**GOAL OF THE EXERCISE**. In the forum thread below about adding HCl to NaOH, why can the equation "HCl + NaOH -> H2O + NaCl" be simplified? Answer in one to three sentences.

**SOURCE**.
OpenStudy (anonymous):
A World-Language professor adds 13.6 mL of 0.17M HCl to 100.0 mL of 0.448M NaOH. What will the pH of the solution be?
OpenStudy (vincent-lyon.fr):
tip1. write down reaction taking place tip2. work out initial amounts of reactants tip3. work out amounts after reaction
OpenStudy (anonymous):
i dont know what reaction is taking place, help!
OpenStudy (vincent-lyon.fr):
Then why are you trying to solve such problems? It's just a waste of time for you if you do not know the basics. Read your textbook on acid-base reactions first. There is no acid-base reaction simpler than the one taking place in your problem.
OpenStudy (anonymous):
HCl + NaOH -> H2O + NaCl
OpenStudy (anonymous):
i dont see the H30 or OH though, how do i find pH?
OpenStudy (vincent-lyon.fr):
ok! Now you can simplify your equation as HCL does not exist in solution but forms H3O+ and Cl-, whereas NaOH dissolves completely.
OpenStudy (anonymous):
h3o + cl + NaOH -> h2o + NaCl???

Image location labeling entries
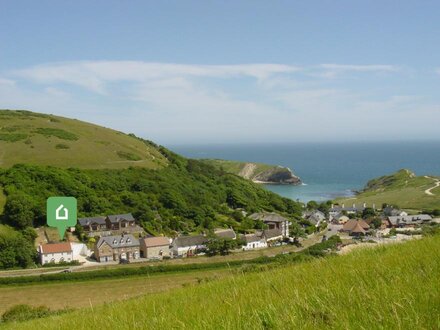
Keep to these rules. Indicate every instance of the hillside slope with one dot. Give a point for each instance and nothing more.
(403, 189)
(257, 172)
(40, 139)
(362, 290)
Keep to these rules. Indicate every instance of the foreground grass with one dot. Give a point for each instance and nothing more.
(389, 287)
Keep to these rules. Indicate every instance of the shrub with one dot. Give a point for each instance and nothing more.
(128, 155)
(24, 313)
(59, 133)
(62, 146)
(12, 137)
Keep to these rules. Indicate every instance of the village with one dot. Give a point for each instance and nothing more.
(119, 239)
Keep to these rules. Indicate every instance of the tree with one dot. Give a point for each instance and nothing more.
(19, 211)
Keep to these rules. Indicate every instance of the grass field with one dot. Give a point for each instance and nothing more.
(2, 201)
(388, 287)
(92, 293)
(32, 138)
(401, 189)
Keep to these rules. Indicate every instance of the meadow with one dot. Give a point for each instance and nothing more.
(388, 287)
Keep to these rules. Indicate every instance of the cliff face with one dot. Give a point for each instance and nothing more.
(257, 172)
(277, 175)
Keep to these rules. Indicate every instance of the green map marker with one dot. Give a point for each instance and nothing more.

**WRITTEN ANSWER**. HCl does not exist as such in solution but forms H3O+ and Cl-, and NaOH dissolves completely.